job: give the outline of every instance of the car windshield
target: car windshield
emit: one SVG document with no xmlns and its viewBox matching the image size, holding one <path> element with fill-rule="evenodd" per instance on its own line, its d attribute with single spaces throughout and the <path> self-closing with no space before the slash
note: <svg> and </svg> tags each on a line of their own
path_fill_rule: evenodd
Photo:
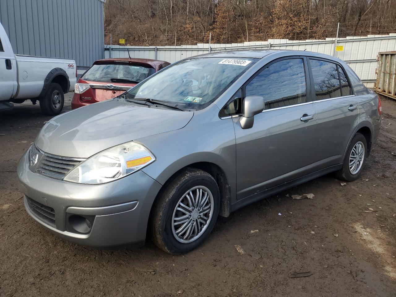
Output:
<svg viewBox="0 0 396 297">
<path fill-rule="evenodd" d="M 258 59 L 200 58 L 168 66 L 126 94 L 194 110 L 209 106 Z"/>
<path fill-rule="evenodd" d="M 155 72 L 148 65 L 101 64 L 93 65 L 82 77 L 84 80 L 136 83 Z"/>
</svg>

★ ★ ★ ★ ★ ★ ★

= Aim =
Reproduce every row above in full, with the request lines but without the pictures. In the answers, scale the viewBox dimensions and all path coordinates by 0.95 and round each result to the nearest whole number, with halves rounded up.

= Result of this exercise =
job: give the outline of every instance of the car windshield
target: car windshield
emit: one SVG document with no xmlns and its viewBox matching the image size, holding one <path> element with fill-rule="evenodd" per instance on its own line, its d attribute with single spaces throughout and the <path> self-closing with no space before the slash
note: <svg> and </svg> tags each on a line of their own
path_fill_rule: evenodd
Photo:
Output:
<svg viewBox="0 0 376 282">
<path fill-rule="evenodd" d="M 245 56 L 190 55 L 160 63 L 120 89 L 184 105 L 199 101 Z"/>
<path fill-rule="evenodd" d="M 147 68 L 141 62 L 96 61 L 88 62 L 78 73 L 80 76 L 129 79 Z"/>
</svg>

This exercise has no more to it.